→ Your goal: Extend the court opinion on collateral crime evidence by writing what follows its last sentence.

→ Provided passage:
We have not overlooked State v. Zenobia , in which the Fourth District stated that the State's failure to include any purpose in its notice "should be grounds for the exclusion of the [collateral crime] evidence, simply because of the insufficiency of the notice." 614 So.2d 1139, 1140 (Fla. 4th DCA 1993). This statement is dicta, but even if it wasn't, we would not follow Zenobia . Instead, we would follow the cases from the other districts that have rejected arguments similar to the one made by Pitts in this case as being contrary to the plain language of section 90.404(2)(d) 1. See Quinn v. State , 662 So.2d 947, 954 (Fla. 5th DCA 1995) ("Quinn's argument that the notice given in this case was defective because it did not state the purpose of its use goes beyond an express requirement of the statute. To the extent [ Zenobia ] appears to require specific reasons or explanations of what the jury might deduce from the collateral crime evidence, we respectfully disagree."); see also Kirkland-Williams v. State , 230 So.3d 580, 584 (Fla. 2d DCA 2017) (agreeing with Quinn ).

Here, the State's notice complied with section 90.404(2)(d) 1. because it identified the acts the State intended to offer with sufficient specificity to allow Pitts to respond to those acts, first in a Williams rule hearing and then at trial. Accordingly, the trial court did not err by admitting the collateral crime evidence for a purpose not specifically listed in the notice.

Use of the Collateral Crime Evidence to Show "Propensity"

Second, Pitts argues that the trial court erred in admitting the collateral crime evidence to prove "propensity" because section 90.404(2)(a), Florida Statutes, expressly prohibits the use of collateral crime evidence for that purpose. We disagree.

Section 90.404(2)(a) establishes the general rule that collateral crime evidence is admissible when relevant to prove a material fact in issue, but "is inadmissible when the evidence is relevant solely to prove bad character or propensity." However, a different rule applies when the defendant is charged with "child molestation" defined in section 90.404(2)(b) 2., or a "sexual offense" defined in section 90.404(2)(c) 2.

When the defendant is charged with child molestation, evidence of other acts of child molestation committed by the defendant may be introduced "for its bearing on any matter to which it is relevant." § 90.404(2)(b) 1., Fla. Stat. This statute has been construed to allow the admission of evidence of other acts of child molestation "to corroborate the victim's testimony by showing that the accused had a propensity for such criminal conduct." Mendez v. State , 961 So.2d 1088, 1090 (Fla. 5th DCA 2007) (citing McLean v. State , 934 So.2d 1248 (Fla. 2006) ) (emphasis added). However, before admitting the collateral crime evidence, the trial court is required to consider the similarity of the collateral crime and the charged offense as part of its weighing of the probative value and prejudicial effect of the evidence under section 90.403, Florida Statutes. See McLean , 934 So.2d at 1251 ("Application of section 90.403 in determining admissibility ensures that section 90.404(2)(b) does not open the door to introduction of any and all propensity evidence in sexual molestation cases.").

→ Provided records:
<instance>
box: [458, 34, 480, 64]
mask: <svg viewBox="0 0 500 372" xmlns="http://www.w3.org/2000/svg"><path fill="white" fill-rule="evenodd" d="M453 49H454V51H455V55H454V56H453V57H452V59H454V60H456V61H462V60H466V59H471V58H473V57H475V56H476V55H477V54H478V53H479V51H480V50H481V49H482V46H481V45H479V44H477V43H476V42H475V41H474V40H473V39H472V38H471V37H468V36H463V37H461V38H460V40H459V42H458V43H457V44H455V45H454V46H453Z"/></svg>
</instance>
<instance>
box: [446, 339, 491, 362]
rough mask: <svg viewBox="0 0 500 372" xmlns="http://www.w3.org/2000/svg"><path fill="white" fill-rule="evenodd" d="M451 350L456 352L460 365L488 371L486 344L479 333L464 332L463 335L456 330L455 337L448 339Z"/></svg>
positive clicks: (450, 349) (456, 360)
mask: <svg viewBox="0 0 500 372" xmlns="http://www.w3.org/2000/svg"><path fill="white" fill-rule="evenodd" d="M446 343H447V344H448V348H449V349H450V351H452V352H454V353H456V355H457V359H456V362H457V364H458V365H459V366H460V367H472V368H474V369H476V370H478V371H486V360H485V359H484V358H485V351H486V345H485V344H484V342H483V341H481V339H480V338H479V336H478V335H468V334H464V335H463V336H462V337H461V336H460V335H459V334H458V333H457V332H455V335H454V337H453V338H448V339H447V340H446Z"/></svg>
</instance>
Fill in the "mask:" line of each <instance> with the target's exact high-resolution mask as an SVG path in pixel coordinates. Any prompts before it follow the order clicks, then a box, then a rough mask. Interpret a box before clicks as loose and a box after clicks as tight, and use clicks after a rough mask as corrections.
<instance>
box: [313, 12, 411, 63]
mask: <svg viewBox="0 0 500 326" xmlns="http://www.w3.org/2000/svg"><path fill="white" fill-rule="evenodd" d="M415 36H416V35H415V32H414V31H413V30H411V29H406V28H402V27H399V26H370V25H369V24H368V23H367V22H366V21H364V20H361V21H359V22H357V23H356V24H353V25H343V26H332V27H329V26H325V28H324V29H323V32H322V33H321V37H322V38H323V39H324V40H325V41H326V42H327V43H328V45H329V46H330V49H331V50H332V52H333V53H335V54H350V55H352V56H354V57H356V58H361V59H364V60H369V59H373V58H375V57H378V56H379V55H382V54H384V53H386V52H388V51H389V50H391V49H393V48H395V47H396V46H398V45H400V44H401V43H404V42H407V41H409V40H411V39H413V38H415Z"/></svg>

→ Output of the exercise:
Similarly, when (as here) a defendant is charged with a sexual offense, evidence of other sexual offenses committed by the defendant may be introduced "for its bearing on any matter to which it is relevant." § 90.404(2)(c) 1., Fla. Stat. Because this language is identical to the language in section 90.404(2)(b) 1., the two statutes should be given the same interpretation and application. See State v. Hearns , 961 So.2d 211, 217 (Fla. 2007) ("[W]here the Legislature uses the exact same words or phrases in two different statutes, we may assume it intended the same meaning to apply.") (citing Goldstein v. Acme Concrete Corp ., 103 So.2d 202, 204 (Fla. 1958) ). Thus, subject to weighing under section 90.403, evidence of other sexual offenses committed by the defendant is admissible under section 90.404(2)(c) 1. to corroborate the victim's testimony by showing that the defendant has a propensity to commit sexual offenses. See Whisby v. State , 2018 WL 6615177, at *3 (Fla. 1st DCA Dec. 18, 2018) ("[C]ollateral-crime evidence of a sexual offense is admissible even if offered to show propensity.").

Accordingly, in this case, the trial court did not err in concluding the collateral crime evidence could be admitted to corroborate the victim's testimony by showing Pitts's propensity to commit sexual offenses.

Exclusion of "Good Character" Evidence

Third, Pitts argues that even if the collateral crime evidence was properly admitted to...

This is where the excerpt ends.